EXERCISE GOAL -
Copy all of the data below line for line, but leave the pictures out.

DATA PROVIDED -
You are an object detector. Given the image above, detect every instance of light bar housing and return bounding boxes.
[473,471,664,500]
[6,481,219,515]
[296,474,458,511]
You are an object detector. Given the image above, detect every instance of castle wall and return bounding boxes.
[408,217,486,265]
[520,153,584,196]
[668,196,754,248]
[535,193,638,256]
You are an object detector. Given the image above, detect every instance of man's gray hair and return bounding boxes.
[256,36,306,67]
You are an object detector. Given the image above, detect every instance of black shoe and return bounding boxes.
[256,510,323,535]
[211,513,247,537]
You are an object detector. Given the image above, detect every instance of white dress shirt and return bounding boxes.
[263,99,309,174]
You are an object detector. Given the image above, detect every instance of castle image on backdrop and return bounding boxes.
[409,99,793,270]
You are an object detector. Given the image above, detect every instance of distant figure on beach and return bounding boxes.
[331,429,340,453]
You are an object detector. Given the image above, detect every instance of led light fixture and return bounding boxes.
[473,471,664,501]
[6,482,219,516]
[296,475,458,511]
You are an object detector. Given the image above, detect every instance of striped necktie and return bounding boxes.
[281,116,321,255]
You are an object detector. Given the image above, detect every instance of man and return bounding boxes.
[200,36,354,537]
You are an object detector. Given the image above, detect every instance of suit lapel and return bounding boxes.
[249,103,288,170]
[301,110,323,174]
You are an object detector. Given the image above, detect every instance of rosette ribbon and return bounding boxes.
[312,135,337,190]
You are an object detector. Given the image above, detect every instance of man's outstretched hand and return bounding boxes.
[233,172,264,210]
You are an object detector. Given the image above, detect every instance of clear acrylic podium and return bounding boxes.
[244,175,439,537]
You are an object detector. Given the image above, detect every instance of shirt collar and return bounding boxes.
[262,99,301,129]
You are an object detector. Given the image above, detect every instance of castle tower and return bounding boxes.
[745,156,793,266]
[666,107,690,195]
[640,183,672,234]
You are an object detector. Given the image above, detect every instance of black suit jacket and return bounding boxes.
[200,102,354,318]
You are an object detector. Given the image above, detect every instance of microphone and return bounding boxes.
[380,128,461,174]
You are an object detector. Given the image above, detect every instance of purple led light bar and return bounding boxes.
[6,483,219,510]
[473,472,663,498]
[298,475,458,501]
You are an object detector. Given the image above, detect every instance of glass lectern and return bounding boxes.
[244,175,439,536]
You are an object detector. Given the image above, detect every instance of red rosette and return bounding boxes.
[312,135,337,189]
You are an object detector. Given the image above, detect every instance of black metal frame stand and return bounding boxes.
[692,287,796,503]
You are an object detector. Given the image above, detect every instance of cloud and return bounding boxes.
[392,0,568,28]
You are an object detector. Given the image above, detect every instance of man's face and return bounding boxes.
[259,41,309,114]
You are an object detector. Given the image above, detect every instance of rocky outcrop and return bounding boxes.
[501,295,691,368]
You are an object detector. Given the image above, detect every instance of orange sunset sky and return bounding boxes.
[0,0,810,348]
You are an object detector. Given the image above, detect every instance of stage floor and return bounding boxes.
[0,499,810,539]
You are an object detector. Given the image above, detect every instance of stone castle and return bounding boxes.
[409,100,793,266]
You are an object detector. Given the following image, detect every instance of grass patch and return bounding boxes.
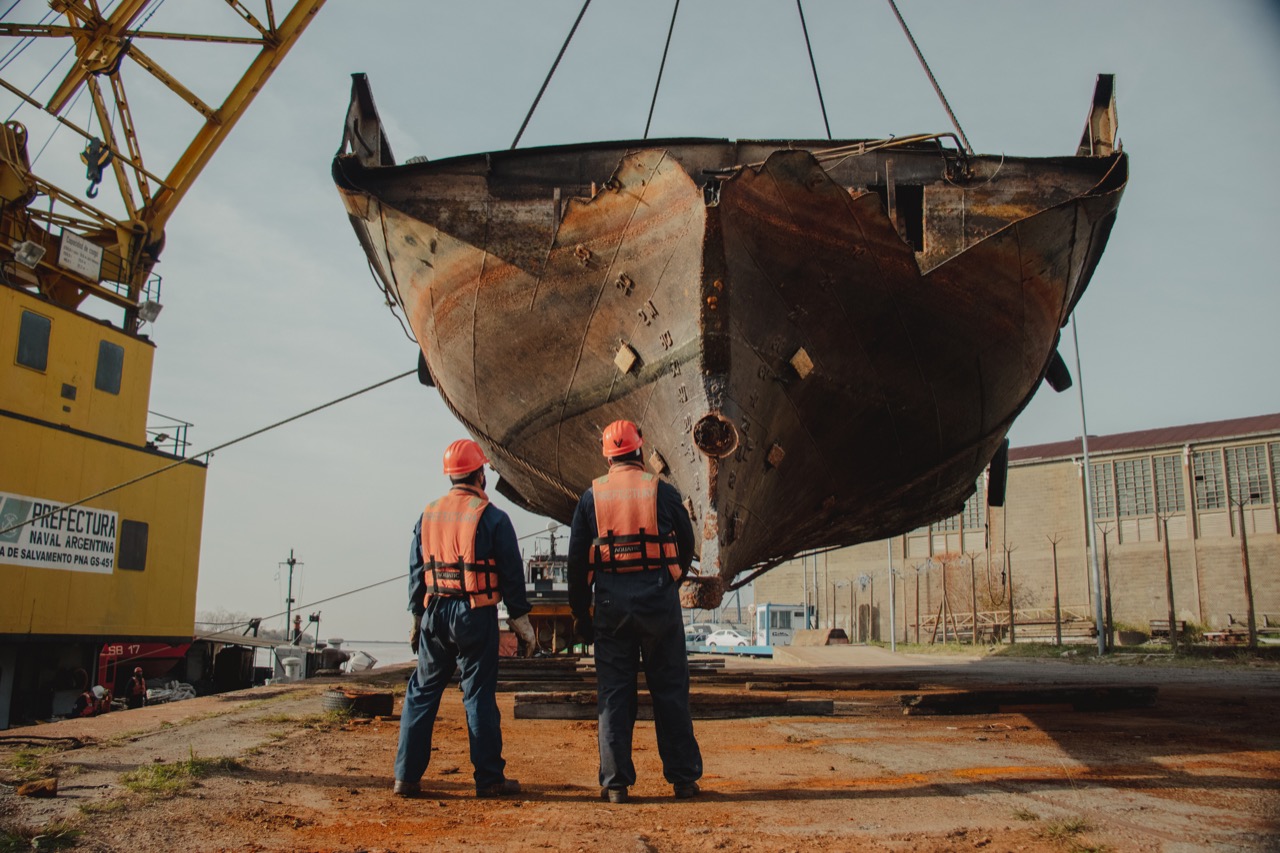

EXERCISE RESULT -
You are an object detector. Given the image above, detect every instance of light bar housing and return bounding boxes.
[473,471,664,500]
[6,481,219,515]
[296,474,458,511]
You are an object detector. Given the image above, detect every instance of castle wall and return bounding boxes.
[408,217,486,265]
[520,153,584,196]
[668,196,754,248]
[535,193,638,256]
You are an object detector. Given the image above, detect every instance of man's gray hair and return bounding boxes.
[256,36,306,67]
You are an object detector. Given the image above, detect every instance of black shoe and return bounding boxes.
[256,510,323,535]
[211,513,247,537]
You are an object detector. Given the image above, detect every instance of white dress shirt and return bounding boxes.
[263,99,309,174]
You are an object detector. Given the image above, detect every instance of castle image on backdrop and return bounding boxes.
[409,99,793,270]
You are an object detector. Given the image above, detect every instance of distant figure on beach and return bounding boxes.
[331,429,340,453]
You are an object detector. Given the image above, detect every instance of led light fixture and return bounding boxes.
[473,471,664,501]
[6,482,219,516]
[296,475,458,511]
You are an object detector. Given the image above, detect every instance of striped necktie and return bounding boxes.
[281,116,321,255]
You are an object detector. Given the image above, detect every instance of man and return bounding boxes.
[200,36,354,537]
You are an object detector. Given the image above, detect every instance of suit lapel and return bounding boxes.
[249,103,288,170]
[301,110,323,174]
You are an object detector. Given the image above, detect every instance of rosette ribbon and return bounding boxes.
[312,135,337,190]
You are an object detector. Given the image above, detect every instance of man's outstretched hand and return bounding boxes.
[233,172,264,210]
You are an object detector. Given the image above, detect every instance of clear acrylic podium and return bounding boxes.
[244,175,439,537]
You are an object detector. Given the image above, detect every instance of shirt collar and return bounding boxes.
[262,99,301,129]
You are an object detector. Given the image above, detect every instance of castle tower and return bounding boxes.
[745,156,793,266]
[666,107,690,195]
[640,183,672,234]
You are an object detector. Given the image above, detect every instance of black suit jacket and return bounding boxes.
[200,102,354,318]
You are an object detector. Given the image above, detect every instance of microphone and return bounding boxes.
[380,128,461,174]
You are an object detector. Given the image above, detect every instance of purple led light bar and return bounding boxes.
[6,483,219,510]
[473,472,663,498]
[298,475,458,501]
You are an object detector. Given the image above, detect every instance of glass lectern and return bounding boxes.
[244,175,439,536]
You are an object detector. Given the image above, detect every instance of red rosette and return bounding boxes.
[312,135,337,189]
You are an object detector. Given the image above, detect every instance of black metal frame stand and return bounding boxes.
[692,287,796,503]
You are an object detector. Given the image above, detect every instance of cloud and return bounding boxes.
[392,0,568,28]
You are an object detector. Given the image above, detect every instance of man's face and return bounding boxes.
[259,41,309,114]
You are an object detector. Given the image above, detect every instance of rocky outcrop and return bounding boxes.
[501,295,691,368]
You are an object detector. Given the image above, detect every instance of orange sunset sky and return bounding boxes.
[0,0,810,348]
You are an object detector. Given the image above, detect every instance of stage floor and return bounding boxes.
[0,499,810,539]
You are an object detector. Given the image above, detect every instance of stone castle and return bounding boxes.
[409,100,793,266]
You are an object detector. Given the following image, detect every instance of grass patch and return bounding boxes.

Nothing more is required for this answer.